----- EXERCISE MATERIAL -----

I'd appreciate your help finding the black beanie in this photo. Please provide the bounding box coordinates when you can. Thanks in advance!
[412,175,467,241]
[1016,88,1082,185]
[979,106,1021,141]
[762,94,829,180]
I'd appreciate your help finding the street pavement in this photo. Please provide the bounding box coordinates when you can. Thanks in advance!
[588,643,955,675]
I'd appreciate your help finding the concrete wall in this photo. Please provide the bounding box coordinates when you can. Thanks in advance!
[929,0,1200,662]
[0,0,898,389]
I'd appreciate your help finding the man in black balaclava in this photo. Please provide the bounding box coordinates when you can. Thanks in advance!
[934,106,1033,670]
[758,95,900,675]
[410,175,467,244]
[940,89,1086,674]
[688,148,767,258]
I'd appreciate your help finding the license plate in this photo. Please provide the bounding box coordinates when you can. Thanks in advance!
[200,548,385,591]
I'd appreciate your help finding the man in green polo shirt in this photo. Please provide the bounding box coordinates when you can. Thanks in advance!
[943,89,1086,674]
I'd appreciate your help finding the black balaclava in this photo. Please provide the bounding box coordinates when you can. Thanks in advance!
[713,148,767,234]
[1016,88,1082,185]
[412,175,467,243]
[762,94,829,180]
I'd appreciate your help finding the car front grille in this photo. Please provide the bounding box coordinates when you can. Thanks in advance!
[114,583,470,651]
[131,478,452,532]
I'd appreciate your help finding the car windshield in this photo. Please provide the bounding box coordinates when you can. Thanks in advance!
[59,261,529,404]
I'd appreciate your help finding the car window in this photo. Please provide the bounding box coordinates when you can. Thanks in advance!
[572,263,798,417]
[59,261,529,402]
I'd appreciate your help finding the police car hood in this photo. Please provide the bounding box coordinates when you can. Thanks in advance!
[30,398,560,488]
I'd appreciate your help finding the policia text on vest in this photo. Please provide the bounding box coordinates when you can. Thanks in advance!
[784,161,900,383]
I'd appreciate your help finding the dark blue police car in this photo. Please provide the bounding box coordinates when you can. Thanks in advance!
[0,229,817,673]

-----

Reproduce the records above verbatim, each line unchanged and in its original order.

I'd appreciate your help finding the black beanie in this photo. Please provide the bounding box coordinates when you can. Thanks in advance!
[412,175,467,241]
[1016,88,1082,185]
[979,106,1021,141]
[762,94,829,180]
I'd appreciate your help finding the street pavement in this photo. Please provide the bounding box coordinates when you can. Thanks in advance!
[588,643,955,675]
I'd appreciate your help finding the concrete wall in this photo. Please provide the bounding box coordinates when you can. Thanks in advance!
[929,0,1200,662]
[0,0,898,389]
I'd appreciate your help finding the man in black balaclava in this photo. Please provide the bounding box coordinates when you can. Thanks in advance!
[934,106,1033,670]
[758,95,900,675]
[410,175,467,244]
[940,89,1086,674]
[688,148,767,258]
I'd appreciate your help finding the license plate in this photo. Please provide the bounding box coordinates when you can. Thanks in advance!
[200,548,385,591]
I'd appreciate your help finding the man in green polo shirt in this photo. Please provide the bounding box coordinates when you can. Thanks in advance!
[943,89,1086,674]
I'd appreciate your help finding the black balaclava in this photo. Please provide the bounding box coordinates when you can. Thanks in advance!
[713,148,767,234]
[1016,88,1082,185]
[412,175,467,243]
[762,94,829,180]
I'd appreciate your help finding the car front grille in this photo. Please provide the bounding box coordinates when you can. Thanks in advance!
[114,583,470,651]
[131,478,452,532]
I'd appreciate your help finding the car windshield in this photo. Please provide the bounding box coordinates when you can. Thanks in advance!
[59,261,529,404]
I'd appreciate your help finding the car window in this photo. Please provide the bounding box coordinates when you can. Thanks in advance!
[572,263,798,417]
[59,261,529,402]
I'd appreciate your help finding the police car hood in this photo. Please provide the bounding box coordinates when you can. Thanks in advance!
[30,398,560,488]
I'd appreciate your help finding the policia text on vest in this photo. Please provide the bounding box coordinates when you can. Thanks in advance!
[784,161,900,383]
I'd appreciate your help finding the dark blue police car in this photo. Please provide the bounding box coordinates when you can. Thanks in advance!
[0,229,817,673]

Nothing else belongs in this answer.